> _DO THIS_:
Copy out the lines starting with the one containing "Would you be able to point at the neoclassical" and going on through the last line, keeping every line in order. Scale each coordinate by 2.25 and round to a whole number, with halves rounded up.

-- begin AVAILABLE RECORDS --

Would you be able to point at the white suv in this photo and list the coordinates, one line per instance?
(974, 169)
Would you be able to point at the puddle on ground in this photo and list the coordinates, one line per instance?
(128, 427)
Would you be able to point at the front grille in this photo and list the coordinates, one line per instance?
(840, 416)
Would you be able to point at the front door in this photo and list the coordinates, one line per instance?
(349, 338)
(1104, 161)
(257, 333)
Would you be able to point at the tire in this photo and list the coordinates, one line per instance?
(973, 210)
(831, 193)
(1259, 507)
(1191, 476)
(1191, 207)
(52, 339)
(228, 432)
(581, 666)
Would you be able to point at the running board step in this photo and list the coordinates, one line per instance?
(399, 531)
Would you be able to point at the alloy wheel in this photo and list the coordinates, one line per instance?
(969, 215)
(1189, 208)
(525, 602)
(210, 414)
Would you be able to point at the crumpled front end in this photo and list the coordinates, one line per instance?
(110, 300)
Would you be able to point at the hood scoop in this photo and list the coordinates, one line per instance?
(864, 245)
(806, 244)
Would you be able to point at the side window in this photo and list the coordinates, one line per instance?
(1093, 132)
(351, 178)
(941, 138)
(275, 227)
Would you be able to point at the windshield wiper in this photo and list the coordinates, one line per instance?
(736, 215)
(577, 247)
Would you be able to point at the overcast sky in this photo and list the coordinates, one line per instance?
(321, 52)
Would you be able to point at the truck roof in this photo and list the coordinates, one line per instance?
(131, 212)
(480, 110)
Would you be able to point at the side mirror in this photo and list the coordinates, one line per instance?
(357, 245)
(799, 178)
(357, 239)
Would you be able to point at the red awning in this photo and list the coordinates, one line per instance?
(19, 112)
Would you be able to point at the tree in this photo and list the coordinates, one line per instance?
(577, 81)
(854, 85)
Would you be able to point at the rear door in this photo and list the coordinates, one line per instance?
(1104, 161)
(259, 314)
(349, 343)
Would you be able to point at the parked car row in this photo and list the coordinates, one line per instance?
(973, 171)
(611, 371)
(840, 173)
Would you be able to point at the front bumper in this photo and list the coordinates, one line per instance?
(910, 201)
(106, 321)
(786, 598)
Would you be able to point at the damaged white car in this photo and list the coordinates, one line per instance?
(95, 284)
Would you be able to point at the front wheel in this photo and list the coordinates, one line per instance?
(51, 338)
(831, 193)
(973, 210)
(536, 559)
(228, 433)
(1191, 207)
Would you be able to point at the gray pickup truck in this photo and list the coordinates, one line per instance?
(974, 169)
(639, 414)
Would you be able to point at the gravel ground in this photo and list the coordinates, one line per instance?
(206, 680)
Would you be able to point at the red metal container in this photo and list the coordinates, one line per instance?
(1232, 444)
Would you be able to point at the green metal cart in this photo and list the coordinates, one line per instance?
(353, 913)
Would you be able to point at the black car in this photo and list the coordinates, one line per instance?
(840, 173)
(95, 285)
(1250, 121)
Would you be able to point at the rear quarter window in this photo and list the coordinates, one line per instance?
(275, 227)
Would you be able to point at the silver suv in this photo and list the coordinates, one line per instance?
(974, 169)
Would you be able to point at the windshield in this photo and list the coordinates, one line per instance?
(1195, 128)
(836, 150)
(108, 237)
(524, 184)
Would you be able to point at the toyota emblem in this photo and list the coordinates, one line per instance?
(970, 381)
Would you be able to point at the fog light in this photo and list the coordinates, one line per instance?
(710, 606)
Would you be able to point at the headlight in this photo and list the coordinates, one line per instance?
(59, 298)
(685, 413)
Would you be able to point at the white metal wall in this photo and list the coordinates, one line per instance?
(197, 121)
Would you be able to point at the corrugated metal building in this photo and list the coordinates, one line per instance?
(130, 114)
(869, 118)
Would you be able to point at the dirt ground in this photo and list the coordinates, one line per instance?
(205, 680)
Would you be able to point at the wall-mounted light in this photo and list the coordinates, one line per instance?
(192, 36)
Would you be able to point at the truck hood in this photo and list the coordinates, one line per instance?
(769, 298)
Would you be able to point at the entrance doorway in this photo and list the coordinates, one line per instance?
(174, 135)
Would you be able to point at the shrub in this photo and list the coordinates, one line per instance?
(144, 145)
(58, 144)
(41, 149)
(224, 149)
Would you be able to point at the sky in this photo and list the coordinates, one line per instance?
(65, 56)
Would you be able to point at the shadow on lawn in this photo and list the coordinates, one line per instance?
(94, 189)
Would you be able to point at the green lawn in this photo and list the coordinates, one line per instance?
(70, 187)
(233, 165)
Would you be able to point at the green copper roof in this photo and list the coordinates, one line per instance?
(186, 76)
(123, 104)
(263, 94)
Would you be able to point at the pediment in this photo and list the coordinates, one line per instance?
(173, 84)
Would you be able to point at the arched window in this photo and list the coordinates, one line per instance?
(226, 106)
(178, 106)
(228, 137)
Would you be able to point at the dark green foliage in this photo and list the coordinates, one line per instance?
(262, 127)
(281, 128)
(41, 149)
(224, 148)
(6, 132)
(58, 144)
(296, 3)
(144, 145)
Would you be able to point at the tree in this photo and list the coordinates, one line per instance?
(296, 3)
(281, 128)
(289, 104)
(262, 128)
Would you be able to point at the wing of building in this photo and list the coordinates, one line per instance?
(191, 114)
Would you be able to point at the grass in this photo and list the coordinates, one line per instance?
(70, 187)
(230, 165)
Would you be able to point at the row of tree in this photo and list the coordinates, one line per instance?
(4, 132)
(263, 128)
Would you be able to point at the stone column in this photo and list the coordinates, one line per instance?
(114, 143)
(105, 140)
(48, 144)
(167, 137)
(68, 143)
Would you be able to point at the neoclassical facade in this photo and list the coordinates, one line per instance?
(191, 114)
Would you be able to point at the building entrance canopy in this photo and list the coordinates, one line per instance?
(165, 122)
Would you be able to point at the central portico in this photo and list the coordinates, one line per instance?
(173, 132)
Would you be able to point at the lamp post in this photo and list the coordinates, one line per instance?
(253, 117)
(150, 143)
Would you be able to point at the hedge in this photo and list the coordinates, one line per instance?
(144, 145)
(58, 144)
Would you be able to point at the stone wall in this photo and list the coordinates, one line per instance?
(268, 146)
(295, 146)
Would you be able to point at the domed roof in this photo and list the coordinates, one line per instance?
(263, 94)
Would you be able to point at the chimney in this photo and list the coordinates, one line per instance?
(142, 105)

-- end AVAILABLE RECORDS --

> _EXERCISE OUTPUT_:
Would you be able to point at the neoclassical facade in this photo and list the coordinates, one line per instance?
(430, 257)
Would you be able to point at the building entrance canopy in this photo and list the coordinates, one line per instance?
(371, 275)
Would you be able to point at the central portico in this photo and list the coordinates, one line per instance?
(389, 297)
Would you be able to point at the lamp post in this photo and list the coordinates, one line per instance?
(569, 263)
(338, 322)
Would you be able to point at the hedge in this photo and list the coordinates, one line per instance?
(324, 326)
(131, 324)
Would you be able to point at the stone wall in this photo and list the coordinates, one line per instance?
(603, 329)
(664, 329)
Would you be able to point at the domed roof in this photo and list the coordinates, one line per instance?
(592, 212)
Would you be able to point at the chimney in this photo and list the coordinates, one line per instance?
(320, 236)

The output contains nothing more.